Carry over the lines that begin at the one containing "form (382, 273)." and run through the last line, keeping the requests, and add 137 to both coordinates of every answer point.

======== PROVIDED INFORMATION

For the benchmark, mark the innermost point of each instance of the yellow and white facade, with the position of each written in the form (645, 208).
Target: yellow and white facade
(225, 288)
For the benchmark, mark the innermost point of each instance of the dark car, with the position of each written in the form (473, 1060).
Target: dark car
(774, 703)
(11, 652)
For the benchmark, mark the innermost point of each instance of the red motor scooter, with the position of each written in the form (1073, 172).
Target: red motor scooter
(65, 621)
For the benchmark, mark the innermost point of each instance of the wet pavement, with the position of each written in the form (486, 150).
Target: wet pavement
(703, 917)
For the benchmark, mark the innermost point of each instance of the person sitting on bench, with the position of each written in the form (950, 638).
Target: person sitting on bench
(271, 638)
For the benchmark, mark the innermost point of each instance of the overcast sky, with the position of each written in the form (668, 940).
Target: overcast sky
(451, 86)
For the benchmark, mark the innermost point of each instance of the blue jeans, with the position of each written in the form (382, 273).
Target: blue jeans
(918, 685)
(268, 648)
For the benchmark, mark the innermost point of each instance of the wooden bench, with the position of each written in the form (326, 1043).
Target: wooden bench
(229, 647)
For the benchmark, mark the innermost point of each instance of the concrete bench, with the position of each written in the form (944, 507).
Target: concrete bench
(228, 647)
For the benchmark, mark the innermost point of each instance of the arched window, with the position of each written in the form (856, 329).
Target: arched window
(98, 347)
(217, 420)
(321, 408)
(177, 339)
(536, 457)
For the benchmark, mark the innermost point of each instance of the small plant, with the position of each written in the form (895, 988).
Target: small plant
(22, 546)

================

*OUTPUT FOR THIS TASK:*
For the benchmark, mark the innermost point of each instance of the blue jeans, with the position of each written in the form (382, 273).
Target: blue jeans
(1055, 822)
(405, 785)
For the benchmark, mark the innermost point of each instance of the wooden bench, with the position of each written in the form (326, 1043).
Target: wooden bench
(366, 784)
For the benchmark, mark the innermost point of each instance of the concrete bench, with the position of each written in the form (944, 507).
Target: concrete bench
(365, 784)
For the benchmark, mark the innermost point of each instance of the arched window, with the position of each written in the form (856, 329).
Target: arched window
(235, 484)
(354, 557)
(458, 545)
(314, 476)
(673, 594)
For the benchmark, mark the innermost point of each instance of the small plant, with the position of each written in the form (895, 988).
Target: small plant
(159, 683)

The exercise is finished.